▶ **Given task**: Rewrite every line from the start of the items through the line containing "x=170 y=177", inclusive, shifting each answer coordinate by -62 and leaving the format-sample coordinates unchanged. Omit the pictures.

┄┄┄┄┄┄┄┄┄┄┄┄┄┄┄┄┄┄┄┄

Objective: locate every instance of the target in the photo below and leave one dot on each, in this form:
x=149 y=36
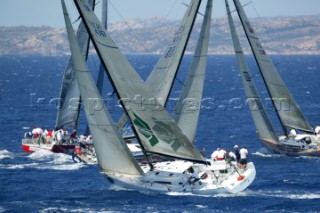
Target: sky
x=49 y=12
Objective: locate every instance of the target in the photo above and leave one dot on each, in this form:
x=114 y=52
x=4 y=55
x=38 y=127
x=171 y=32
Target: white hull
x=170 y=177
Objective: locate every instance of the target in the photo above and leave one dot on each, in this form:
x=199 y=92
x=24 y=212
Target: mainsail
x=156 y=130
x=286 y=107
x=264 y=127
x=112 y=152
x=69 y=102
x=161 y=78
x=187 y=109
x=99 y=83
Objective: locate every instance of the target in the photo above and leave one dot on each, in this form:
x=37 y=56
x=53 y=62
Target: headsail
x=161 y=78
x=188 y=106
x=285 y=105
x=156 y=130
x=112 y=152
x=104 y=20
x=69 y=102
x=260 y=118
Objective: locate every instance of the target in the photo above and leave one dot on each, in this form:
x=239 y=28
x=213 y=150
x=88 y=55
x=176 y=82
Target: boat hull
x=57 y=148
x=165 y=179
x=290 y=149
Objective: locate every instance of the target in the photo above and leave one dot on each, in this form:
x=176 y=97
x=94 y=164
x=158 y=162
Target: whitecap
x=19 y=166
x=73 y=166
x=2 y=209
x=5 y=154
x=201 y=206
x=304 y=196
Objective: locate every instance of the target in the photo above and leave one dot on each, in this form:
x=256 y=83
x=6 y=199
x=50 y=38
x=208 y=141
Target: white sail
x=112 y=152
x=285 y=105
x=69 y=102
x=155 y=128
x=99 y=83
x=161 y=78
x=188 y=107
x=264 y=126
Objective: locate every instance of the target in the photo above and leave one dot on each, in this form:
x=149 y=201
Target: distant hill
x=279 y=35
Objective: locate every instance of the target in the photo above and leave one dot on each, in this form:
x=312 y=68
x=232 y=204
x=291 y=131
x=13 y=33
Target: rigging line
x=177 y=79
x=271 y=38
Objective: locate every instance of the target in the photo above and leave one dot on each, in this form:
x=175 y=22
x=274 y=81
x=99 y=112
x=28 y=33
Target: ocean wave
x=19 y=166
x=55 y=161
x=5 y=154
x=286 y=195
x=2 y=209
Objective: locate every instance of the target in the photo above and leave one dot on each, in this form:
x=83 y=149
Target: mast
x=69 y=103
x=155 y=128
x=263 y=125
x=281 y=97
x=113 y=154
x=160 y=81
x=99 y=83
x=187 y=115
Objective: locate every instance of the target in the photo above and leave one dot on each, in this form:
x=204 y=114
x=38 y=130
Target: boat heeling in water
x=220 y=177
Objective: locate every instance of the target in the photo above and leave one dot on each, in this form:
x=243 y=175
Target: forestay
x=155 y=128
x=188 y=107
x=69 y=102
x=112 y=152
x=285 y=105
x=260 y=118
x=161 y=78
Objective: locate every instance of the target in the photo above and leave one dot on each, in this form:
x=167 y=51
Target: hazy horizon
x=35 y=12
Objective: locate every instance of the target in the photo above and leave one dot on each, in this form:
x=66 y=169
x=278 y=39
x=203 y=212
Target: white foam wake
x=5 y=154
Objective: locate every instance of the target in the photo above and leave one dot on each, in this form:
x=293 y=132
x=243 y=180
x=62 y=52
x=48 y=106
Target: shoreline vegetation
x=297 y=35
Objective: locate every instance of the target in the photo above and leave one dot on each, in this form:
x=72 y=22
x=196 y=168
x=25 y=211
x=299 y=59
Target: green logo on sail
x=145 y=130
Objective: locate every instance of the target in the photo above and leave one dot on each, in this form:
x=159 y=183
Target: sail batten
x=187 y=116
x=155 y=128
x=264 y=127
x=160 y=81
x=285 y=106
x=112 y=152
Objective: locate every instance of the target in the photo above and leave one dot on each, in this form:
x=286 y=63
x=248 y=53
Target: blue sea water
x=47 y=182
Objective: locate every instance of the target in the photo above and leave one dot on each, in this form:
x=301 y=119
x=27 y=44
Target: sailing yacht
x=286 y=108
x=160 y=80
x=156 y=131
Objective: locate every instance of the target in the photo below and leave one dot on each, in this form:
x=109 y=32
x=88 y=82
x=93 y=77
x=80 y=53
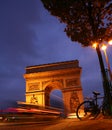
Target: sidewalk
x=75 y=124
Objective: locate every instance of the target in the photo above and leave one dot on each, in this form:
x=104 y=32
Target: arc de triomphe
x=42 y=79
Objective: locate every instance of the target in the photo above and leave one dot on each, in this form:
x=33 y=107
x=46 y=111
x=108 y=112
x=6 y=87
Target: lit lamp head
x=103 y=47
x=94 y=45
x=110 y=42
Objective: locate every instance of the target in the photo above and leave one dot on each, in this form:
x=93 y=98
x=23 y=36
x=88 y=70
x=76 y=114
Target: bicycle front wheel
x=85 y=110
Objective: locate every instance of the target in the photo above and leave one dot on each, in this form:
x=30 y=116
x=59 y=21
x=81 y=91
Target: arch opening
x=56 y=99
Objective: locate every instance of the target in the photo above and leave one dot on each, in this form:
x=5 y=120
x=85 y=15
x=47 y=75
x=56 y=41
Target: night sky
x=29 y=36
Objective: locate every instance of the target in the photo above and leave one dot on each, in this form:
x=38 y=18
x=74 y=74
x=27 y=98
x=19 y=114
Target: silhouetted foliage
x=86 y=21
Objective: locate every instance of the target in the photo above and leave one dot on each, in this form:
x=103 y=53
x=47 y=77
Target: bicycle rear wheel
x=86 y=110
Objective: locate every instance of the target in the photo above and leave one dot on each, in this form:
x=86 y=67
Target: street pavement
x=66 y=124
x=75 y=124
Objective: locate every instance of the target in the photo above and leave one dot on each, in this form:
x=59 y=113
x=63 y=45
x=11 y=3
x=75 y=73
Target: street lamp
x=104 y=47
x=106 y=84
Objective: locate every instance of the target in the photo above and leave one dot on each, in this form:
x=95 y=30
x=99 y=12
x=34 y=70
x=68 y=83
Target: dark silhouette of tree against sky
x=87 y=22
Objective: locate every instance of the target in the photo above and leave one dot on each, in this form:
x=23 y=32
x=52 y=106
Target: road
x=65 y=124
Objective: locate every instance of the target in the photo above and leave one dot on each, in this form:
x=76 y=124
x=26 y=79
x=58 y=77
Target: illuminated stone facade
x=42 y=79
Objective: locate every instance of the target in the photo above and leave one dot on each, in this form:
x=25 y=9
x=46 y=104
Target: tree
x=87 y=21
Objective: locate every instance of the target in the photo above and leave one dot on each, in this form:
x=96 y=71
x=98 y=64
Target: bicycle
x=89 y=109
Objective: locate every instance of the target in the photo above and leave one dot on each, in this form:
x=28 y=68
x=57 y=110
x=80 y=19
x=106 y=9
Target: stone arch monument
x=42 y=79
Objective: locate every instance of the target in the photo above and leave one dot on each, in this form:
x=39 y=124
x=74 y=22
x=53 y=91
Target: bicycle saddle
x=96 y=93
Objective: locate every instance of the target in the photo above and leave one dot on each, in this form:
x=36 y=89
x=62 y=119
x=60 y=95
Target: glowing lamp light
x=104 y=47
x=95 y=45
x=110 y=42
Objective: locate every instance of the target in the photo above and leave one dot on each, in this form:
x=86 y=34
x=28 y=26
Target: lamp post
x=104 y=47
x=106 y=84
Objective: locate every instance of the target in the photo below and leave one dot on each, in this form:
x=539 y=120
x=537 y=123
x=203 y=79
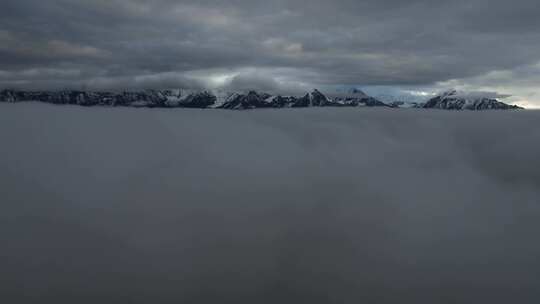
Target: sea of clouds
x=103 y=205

┄┄┄┄┄┄┄┄┄┄┄┄┄┄┄┄┄┄┄┄

▶ **Exercise response**:
Objective: locate every instance of the target in the photo below and leave one dot on each, in this form:
x=149 y=36
Target: sky
x=-13 y=-50
Objective: locate every instance of the target in the photo above and leave one dot on each, in this form:
x=114 y=52
x=4 y=55
x=38 y=127
x=171 y=32
Target: white hull
x=108 y=115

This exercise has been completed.